## CEL ĆWICZENIA
Przedstaw wszystkie poniższe dane jako tabelę Markdown z kolumnami „Nr” i „Wiersz”, gdzie pierwsza zawiera kolejny numer, a druga treść wiersza. Puste wiersze pomiń.
--- DANE DO UŻYCIA ---
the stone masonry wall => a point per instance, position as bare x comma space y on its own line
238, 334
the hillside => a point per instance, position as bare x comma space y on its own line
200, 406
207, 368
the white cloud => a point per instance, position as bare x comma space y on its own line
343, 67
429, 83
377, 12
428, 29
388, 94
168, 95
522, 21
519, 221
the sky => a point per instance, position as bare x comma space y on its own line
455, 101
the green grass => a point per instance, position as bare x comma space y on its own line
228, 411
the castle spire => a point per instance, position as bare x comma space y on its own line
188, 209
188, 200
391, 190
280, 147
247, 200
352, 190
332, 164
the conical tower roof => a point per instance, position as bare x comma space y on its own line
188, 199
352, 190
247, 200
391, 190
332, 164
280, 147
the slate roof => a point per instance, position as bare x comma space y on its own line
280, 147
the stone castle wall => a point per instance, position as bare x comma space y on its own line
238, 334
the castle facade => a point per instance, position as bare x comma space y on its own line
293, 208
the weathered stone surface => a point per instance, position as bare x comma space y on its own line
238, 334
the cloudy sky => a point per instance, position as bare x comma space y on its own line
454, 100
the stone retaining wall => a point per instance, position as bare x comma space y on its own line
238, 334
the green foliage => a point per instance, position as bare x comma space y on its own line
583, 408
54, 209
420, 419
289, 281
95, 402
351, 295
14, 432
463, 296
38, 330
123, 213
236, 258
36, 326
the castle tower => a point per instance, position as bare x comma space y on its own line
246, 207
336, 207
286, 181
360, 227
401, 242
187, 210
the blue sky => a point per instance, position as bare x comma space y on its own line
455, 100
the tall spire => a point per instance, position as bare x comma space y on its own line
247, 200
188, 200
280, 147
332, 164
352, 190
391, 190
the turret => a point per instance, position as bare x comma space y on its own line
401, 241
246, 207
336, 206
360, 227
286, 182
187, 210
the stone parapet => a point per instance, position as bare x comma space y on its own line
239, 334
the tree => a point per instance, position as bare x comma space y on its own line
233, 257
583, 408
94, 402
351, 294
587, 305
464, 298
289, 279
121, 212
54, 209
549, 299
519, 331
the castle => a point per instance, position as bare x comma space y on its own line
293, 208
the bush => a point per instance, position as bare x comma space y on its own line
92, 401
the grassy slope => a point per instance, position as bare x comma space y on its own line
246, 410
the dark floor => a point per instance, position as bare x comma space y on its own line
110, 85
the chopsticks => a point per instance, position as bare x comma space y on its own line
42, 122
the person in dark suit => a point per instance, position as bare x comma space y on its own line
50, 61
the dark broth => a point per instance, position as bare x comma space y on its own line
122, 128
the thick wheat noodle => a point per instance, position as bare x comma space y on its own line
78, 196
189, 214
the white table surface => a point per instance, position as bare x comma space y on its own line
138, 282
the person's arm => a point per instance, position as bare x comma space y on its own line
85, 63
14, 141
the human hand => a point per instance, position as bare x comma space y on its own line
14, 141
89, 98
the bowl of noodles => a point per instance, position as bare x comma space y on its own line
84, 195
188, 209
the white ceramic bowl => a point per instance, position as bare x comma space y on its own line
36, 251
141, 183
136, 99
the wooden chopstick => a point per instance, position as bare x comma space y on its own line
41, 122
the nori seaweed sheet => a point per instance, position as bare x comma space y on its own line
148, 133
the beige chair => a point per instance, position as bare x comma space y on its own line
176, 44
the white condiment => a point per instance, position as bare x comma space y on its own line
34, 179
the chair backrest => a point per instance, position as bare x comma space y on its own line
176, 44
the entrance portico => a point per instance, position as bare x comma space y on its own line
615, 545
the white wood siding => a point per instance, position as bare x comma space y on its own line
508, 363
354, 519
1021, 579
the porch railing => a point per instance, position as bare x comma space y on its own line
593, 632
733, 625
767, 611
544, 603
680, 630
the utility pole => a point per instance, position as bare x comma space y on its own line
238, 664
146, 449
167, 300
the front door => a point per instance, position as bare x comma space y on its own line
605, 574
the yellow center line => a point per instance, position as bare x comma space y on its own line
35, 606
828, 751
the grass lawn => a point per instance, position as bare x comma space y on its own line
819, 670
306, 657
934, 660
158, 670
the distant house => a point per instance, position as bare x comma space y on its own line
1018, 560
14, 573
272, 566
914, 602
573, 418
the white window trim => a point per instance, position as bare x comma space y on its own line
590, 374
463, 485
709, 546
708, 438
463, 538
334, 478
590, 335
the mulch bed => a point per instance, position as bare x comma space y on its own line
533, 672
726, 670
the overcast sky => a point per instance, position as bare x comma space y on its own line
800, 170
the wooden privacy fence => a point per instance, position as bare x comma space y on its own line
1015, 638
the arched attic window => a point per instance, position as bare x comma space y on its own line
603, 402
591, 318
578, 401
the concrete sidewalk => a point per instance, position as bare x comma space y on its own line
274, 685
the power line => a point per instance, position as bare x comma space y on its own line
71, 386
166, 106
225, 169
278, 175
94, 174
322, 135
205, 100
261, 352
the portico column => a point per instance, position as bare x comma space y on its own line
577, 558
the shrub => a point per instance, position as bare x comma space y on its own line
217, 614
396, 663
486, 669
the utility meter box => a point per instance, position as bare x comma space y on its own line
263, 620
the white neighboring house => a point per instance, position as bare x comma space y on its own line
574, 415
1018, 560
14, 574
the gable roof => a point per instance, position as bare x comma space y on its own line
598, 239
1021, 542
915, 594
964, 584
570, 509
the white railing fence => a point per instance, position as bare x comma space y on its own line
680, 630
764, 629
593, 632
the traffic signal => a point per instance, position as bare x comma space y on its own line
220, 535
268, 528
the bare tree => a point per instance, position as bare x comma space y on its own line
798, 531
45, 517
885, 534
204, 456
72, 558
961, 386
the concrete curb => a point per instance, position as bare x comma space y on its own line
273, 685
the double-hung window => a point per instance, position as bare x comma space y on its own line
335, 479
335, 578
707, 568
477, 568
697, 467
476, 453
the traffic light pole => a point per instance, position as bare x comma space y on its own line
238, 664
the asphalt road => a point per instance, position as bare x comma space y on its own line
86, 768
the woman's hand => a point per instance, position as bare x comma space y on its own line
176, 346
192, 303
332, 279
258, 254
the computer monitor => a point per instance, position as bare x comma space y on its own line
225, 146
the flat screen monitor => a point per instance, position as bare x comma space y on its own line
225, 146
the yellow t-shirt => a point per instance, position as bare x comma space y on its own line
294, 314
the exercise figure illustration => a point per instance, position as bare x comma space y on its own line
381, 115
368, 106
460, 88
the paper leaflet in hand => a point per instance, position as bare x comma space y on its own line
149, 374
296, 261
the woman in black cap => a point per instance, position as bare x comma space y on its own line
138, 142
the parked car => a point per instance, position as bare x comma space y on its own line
---
## PEŁNY WYNIK
| Nr | Wiersz |
|---|---|
| 1 | the stone masonry wall => a point per instance, position as bare x comma space y on its own line |
| 2 | 238, 334 |
| 3 | the hillside => a point per instance, position as bare x comma space y on its own line |
| 4 | 200, 406 |
| 5 | 207, 368 |
| 6 | the white cloud => a point per instance, position as bare x comma space y on its own line |
| 7 | 343, 67 |
| 8 | 429, 83 |
| 9 | 377, 12 |
| 10 | 428, 29 |
| 11 | 388, 94 |
| 12 | 168, 95 |
| 13 | 522, 21 |
| 14 | 519, 221 |
| 15 | the sky => a point per instance, position as bare x comma space y on its own line |
| 16 | 455, 101 |
| 17 | the green grass => a point per instance, position as bare x comma space y on its own line |
| 18 | 228, 411 |
| 19 | the castle spire => a point per instance, position as bare x comma space y on its own line |
| 20 | 188, 209 |
| 21 | 188, 200 |
| 22 | 391, 190 |
| 23 | 280, 147 |
| 24 | 247, 200 |
| 25 | 352, 190 |
| 26 | 332, 164 |
| 27 | the conical tower roof => a point per instance, position as bare x comma space y on its own line |
| 28 | 188, 199 |
| 29 | 352, 190 |
| 30 | 247, 200 |
| 31 | 391, 190 |
| 32 | 332, 164 |
| 33 | 280, 147 |
| 34 | the slate roof => a point per instance, position as bare x comma space y on its own line |
| 35 | 280, 147 |
| 36 | the stone castle wall => a point per instance, position as bare x comma space y on its own line |
| 37 | 238, 334 |
| 38 | the castle facade => a point per instance, position as bare x comma space y on its own line |
| 39 | 293, 208 |
| 40 | the weathered stone surface => a point per instance, position as bare x comma space y on its own line |
| 41 | 238, 334 |
| 42 | the cloudy sky => a point per instance, position as bare x comma space y on its own line |
| 43 | 454, 100 |
| 44 | the stone retaining wall => a point per instance, position as bare x comma space y on its own line |
| 45 | 238, 334 |
| 46 | the green foliage => a point per instance, position as bare x comma space y on its own line |
| 47 | 583, 408 |
| 48 | 54, 209 |
| 49 | 420, 419 |
| 50 | 289, 281 |
| 51 | 95, 402 |
| 52 | 351, 295 |
| 53 | 14, 432 |
| 54 | 463, 296 |
| 55 | 38, 330 |
| 56 | 123, 213 |
| 57 | 236, 258 |
| 58 | 36, 326 |
| 59 | the castle tower => a point per instance, position as bare x comma space y on its own line |
| 60 | 246, 207 |
| 61 | 336, 207 |
| 62 | 286, 181 |
| 63 | 360, 227 |
| 64 | 401, 242 |
| 65 | 187, 210 |
| 66 | the blue sky => a point per instance, position as bare x comma space y on its own line |
| 67 | 455, 100 |
| 68 | the tall spire => a point per instance, position as bare x comma space y on its own line |
| 69 | 247, 200 |
| 70 | 188, 200 |
| 71 | 280, 147 |
| 72 | 332, 164 |
| 73 | 352, 190 |
| 74 | 391, 190 |
| 75 | the turret => a point per instance, position as bare x comma space y on its own line |
| 76 | 401, 241 |
| 77 | 246, 207 |
| 78 | 336, 206 |
| 79 | 360, 227 |
| 80 | 286, 182 |
| 81 | 187, 210 |
| 82 | the stone parapet => a point per instance, position as bare x comma space y on its own line |
| 83 | 239, 334 |
| 84 | the tree => a point per instance, position as bare x comma space y on its own line |
| 85 | 233, 257 |
| 86 | 583, 408 |
| 87 | 94, 402 |
| 88 | 351, 294 |
| 89 | 587, 305 |
| 90 | 464, 298 |
| 91 | 289, 279 |
| 92 | 121, 212 |
| 93 | 54, 209 |
| 94 | 549, 299 |
| 95 | 519, 331 |
| 96 | the castle => a point per instance, position as bare x comma space y on its own line |
| 97 | 293, 208 |
| 98 | the bush => a point per instance, position as bare x comma space y on its own line |
| 99 | 92, 401 |
| 100 | the grassy slope => a point per instance, position as bare x comma space y on its own line |
| 101 | 246, 410 |
| 102 | the dark floor => a point per instance, position as bare x comma space y on its own line |
| 103 | 110, 85 |
| 104 | the chopsticks => a point per instance, position as bare x comma space y on its own line |
| 105 | 42, 122 |
| 106 | the person in dark suit => a point per instance, position as bare x comma space y on its own line |
| 107 | 50, 61 |
| 108 | the dark broth => a point per instance, position as bare x comma space y on its own line |
| 109 | 122, 128 |
| 110 | the thick wheat noodle => a point per instance, position as bare x comma space y on its own line |
| 111 | 78, 196 |
| 112 | 189, 214 |
| 113 | the white table surface => a point per instance, position as bare x comma space y on its own line |
| 114 | 138, 282 |
| 115 | the person's arm => a point per instance, position as bare x comma space y on its own line |
| 116 | 85, 63 |
| 117 | 14, 141 |
| 118 | the human hand => a point per instance, position as bare x comma space y on its own line |
| 119 | 14, 141 |
| 120 | 89, 98 |
| 121 | the bowl of noodles => a point per instance, position as bare x comma space y on its own line |
| 122 | 84, 195 |
| 123 | 188, 209 |
| 124 | the white ceramic bowl => a point per instance, position as bare x comma space y on its own line |
| 125 | 36, 251 |
| 126 | 141, 183 |
| 127 | 136, 99 |
| 128 | the wooden chopstick => a point per instance, position as bare x comma space y on its own line |
| 129 | 41, 122 |
| 130 | the nori seaweed sheet => a point per instance, position as bare x comma space y on its own line |
| 131 | 148, 133 |
| 132 | the beige chair => a point per instance, position as bare x comma space y on its own line |
| 133 | 176, 44 |
| 134 | the white condiment => a point per instance, position as bare x comma space y on its own line |
| 135 | 34, 179 |
| 136 | the chair backrest => a point per instance, position as bare x comma space y on its own line |
| 137 | 176, 44 |
| 138 | the entrance portico => a point per instance, position as bare x comma space y on its own line |
| 139 | 615, 545 |
| 140 | the white wood siding => a point per instance, position as bare x comma space y on its own line |
| 141 | 508, 363 |
| 142 | 354, 519 |
| 143 | 1021, 579 |
| 144 | the porch railing => a point per instance, position as bare x comma space y on its own line |
| 145 | 593, 632 |
| 146 | 733, 625 |
| 147 | 767, 611 |
| 148 | 544, 603 |
| 149 | 680, 630 |
| 150 | the utility pole => a point per instance, position as bare x comma space y on its own line |
| 151 | 238, 664 |
| 152 | 146, 449 |
| 153 | 167, 300 |
| 154 | the front door => a point per instance, position as bare x comma space y on its own line |
| 155 | 605, 574 |
| 156 | the yellow center line => a point per instance, position as bare x comma space y on its own line |
| 157 | 35, 606 |
| 158 | 828, 751 |
| 159 | the grass lawn => a point per instance, position as bare x comma space y on its own line |
| 160 | 819, 670 |
| 161 | 306, 657 |
| 162 | 934, 660 |
| 163 | 158, 670 |
| 164 | the distant house => a point per instance, position as bare x comma space y on its own line |
| 165 | 1018, 560 |
| 166 | 14, 573 |
| 167 | 272, 566 |
| 168 | 914, 602 |
| 169 | 573, 418 |
| 170 | the white window trim => a point per instance, position as bare x comma space y on its own line |
| 171 | 590, 374 |
| 172 | 463, 485 |
| 173 | 709, 546 |
| 174 | 708, 438 |
| 175 | 463, 538 |
| 176 | 334, 478 |
| 177 | 590, 335 |
| 178 | the mulch bed => a point per instance, position as bare x comma space y on its own line |
| 179 | 533, 672 |
| 180 | 726, 670 |
| 181 | the overcast sky => a point per instance, position as bare x comma space y on its own line |
| 182 | 800, 170 |
| 183 | the wooden privacy fence => a point per instance, position as bare x comma space y on its own line |
| 184 | 1015, 638 |
| 185 | the arched attic window => a point per instance, position as bare x comma space y on its own line |
| 186 | 603, 402 |
| 187 | 591, 318 |
| 188 | 578, 401 |
| 189 | the concrete sidewalk => a point per instance, position as bare x comma space y on its own line |
| 190 | 274, 685 |
| 191 | the power line => a point per instance, position as bare x comma space y on its own line |
| 192 | 71, 386 |
| 193 | 166, 106 |
| 194 | 225, 169 |
| 195 | 278, 175 |
| 196 | 94, 174 |
| 197 | 322, 135 |
| 198 | 205, 100 |
| 199 | 261, 352 |
| 200 | the portico column => a point per instance, position as bare x comma space y on its own line |
| 201 | 577, 558 |
| 202 | the shrub => a point per instance, position as bare x comma space y on its own line |
| 203 | 217, 614 |
| 204 | 396, 663 |
| 205 | 486, 669 |
| 206 | the utility meter box => a point per instance, position as bare x comma space y on its own line |
| 207 | 263, 620 |
| 208 | the white neighboring house => a point per instance, position as bare x comma space y on its own line |
| 209 | 574, 415 |
| 210 | 1018, 560 |
| 211 | 14, 574 |
| 212 | the gable roof => a point per instance, position as bare x comma space y on its own line |
| 213 | 598, 239 |
| 214 | 1021, 542 |
| 215 | 915, 594 |
| 216 | 964, 584 |
| 217 | 570, 509 |
| 218 | the white railing fence => a point per instance, position as bare x comma space y on its own line |
| 219 | 680, 630 |
| 220 | 764, 629 |
| 221 | 593, 632 |
| 222 | the traffic signal => a point per instance, position as bare x comma space y on its own line |
| 223 | 220, 535 |
| 224 | 268, 528 |
| 225 | the bare tree => a point per instance, position as bare x comma space y on its own line |
| 226 | 798, 531 |
| 227 | 45, 517 |
| 228 | 885, 534 |
| 229 | 204, 456 |
| 230 | 72, 558 |
| 231 | 961, 386 |
| 232 | the concrete curb => a point per instance, position as bare x comma space y on its own line |
| 233 | 273, 685 |
| 234 | the double-hung window => a point per instance, position as bare x comma space y on its own line |
| 235 | 335, 479 |
| 236 | 335, 578 |
| 237 | 707, 568 |
| 238 | 477, 568 |
| 239 | 697, 467 |
| 240 | 476, 453 |
| 241 | the traffic light pole => a point per instance, position as bare x comma space y on its own line |
| 242 | 238, 664 |
| 243 | the asphalt road => a point per instance, position as bare x comma space y on its own line |
| 244 | 86, 768 |
| 245 | the woman's hand => a point per instance, position as bare x comma space y on its own line |
| 246 | 176, 346 |
| 247 | 192, 303 |
| 248 | 332, 279 |
| 249 | 258, 254 |
| 250 | the computer monitor => a point per instance, position as bare x comma space y on its own line |
| 251 | 225, 146 |
| 252 | the flat screen monitor => a point per instance, position as bare x comma space y on its own line |
| 253 | 225, 146 |
| 254 | the yellow t-shirt => a point per instance, position as bare x comma space y on its own line |
| 255 | 294, 314 |
| 256 | the exercise figure illustration => a point per instance, position as bare x comma space y on its own line |
| 257 | 381, 115 |
| 258 | 368, 106 |
| 259 | 460, 88 |
| 260 | the paper leaflet in hand => a point per instance, position as bare x comma space y on its own line |
| 261 | 149, 374 |
| 262 | 296, 261 |
| 263 | the woman in black cap => a point per instance, position as bare x comma space y on its own line |
| 264 | 138, 142 |
| 265 | the parked car => a point per instance, position as bare x comma space y on its own line |